### WHAT YOU WILL DO
Reproduce the abstract on allergen and PM2.5 co-exposure word for word, from its title to its final sentence.

### DOCUMENT SECTION
__________
Immunosuppression induced by co-exposure to allergens and PM2.5 increases the risk of lung disease upon viral protein challenge.

Particulate matter (PM2.5) and allergens are common environmental exposures. However, their combined effects and their risks are still poorly understood. This study aimed to investigate the impact of co-exposure to house dust mites (HDM) allergens and diesel exhaust particles (DEP) on lung immune responses, and assess the susceptibility to viral protein. We found that compared with HDM alone, mice co-exposed to HDM and DEP showed DEP-phagocytosed macrophages in lungs and did not show asthma phenotypes, including T helper 2 (Th2) response, eosinophilic inflammation, mucus production, and serum immunoglobulin E (IgE) production. Mechanistically, DEP induced an immunosuppressive state by suppressing HDM-induced Th2 responses by reducing FcγRIIB and FcγRIII-mediated phagocytosis and antigen presentation in the lungs. Notably, short-term exposure to the SARS-CoV-2 spike protein subunit 1 (S1) in altered immune environment led to the development of pulmonary fibrosis. This was accompanied by elevated transforming growth factor-β expression, increased total IgE levels, and eosinophil infiltration in the lungs. These findings suggest that co-exposure to PM2.5 and allergens causes a vulnerable lung environment that enhances susceptibility to virus-induced lung diseases. Our study emphasizes the need for more comprehensive environmental health assessments that account for the combined risks of PM2.5, allergens, and viral exposures.
__________
### RECORDED INFORMATION
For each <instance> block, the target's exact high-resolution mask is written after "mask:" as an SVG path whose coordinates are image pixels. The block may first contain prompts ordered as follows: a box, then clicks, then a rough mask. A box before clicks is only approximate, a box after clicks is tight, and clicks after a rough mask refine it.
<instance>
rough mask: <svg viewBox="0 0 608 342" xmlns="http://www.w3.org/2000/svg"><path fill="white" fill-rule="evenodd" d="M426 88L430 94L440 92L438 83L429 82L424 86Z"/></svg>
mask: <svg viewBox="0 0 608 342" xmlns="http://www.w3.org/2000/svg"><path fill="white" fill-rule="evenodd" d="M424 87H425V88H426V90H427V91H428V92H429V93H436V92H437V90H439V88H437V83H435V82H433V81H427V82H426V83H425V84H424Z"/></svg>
__________
### YOUR SOLUTION
Immunosuppression induced by co-exposure to allergens and PM2.5 increases the risk of lung disease upon viral protein challenge.

Particulate matter (PM2.5) and allergens are common environmental exposures. However, their combined effects and their risks are still poorly understood. This study aimed to investigate the impact of co-exposure to house dust mites (HDM) allergens and diesel exhaust particles (DEP) on lung immune responses, and assess the susceptibility to viral protein. We found that compared with HDM alone, mice co-exposed to HDM and DEP showed DEP-phagocytosed macrophages in lungs and did not show asthma phenotypes, including T helper 2 (Th2) response, eosinophilic inflammation, mucus production, and serum immunoglobulin E (IgE) production. Mechanistically, DEP induced an immunosuppressive state by suppressing HDM-induced Th2 responses by reducing FcγRIIB and FcγRIII-mediated phagocytosis and antigen presentation in the lungs. Notably, short-term exposure to the SARS-CoV-2 spike protein subunit 1 (S1) in altered immune environment led to the development of pulmonary fibrosis. This was accompanied by elevated transforming growth factor-β expression, increased total IgE levels, and eosinophil infiltration in the lungs. These findings suggest that co-exposure to PM2.5 and allergens causes a vulnerable lung environment that enhances susceptibility to virus-induced lung diseases. Our study emphasizes the need for more comprehensive environmental health assessments that account for the combined risks of PM2.5, allergens, and viral exposures.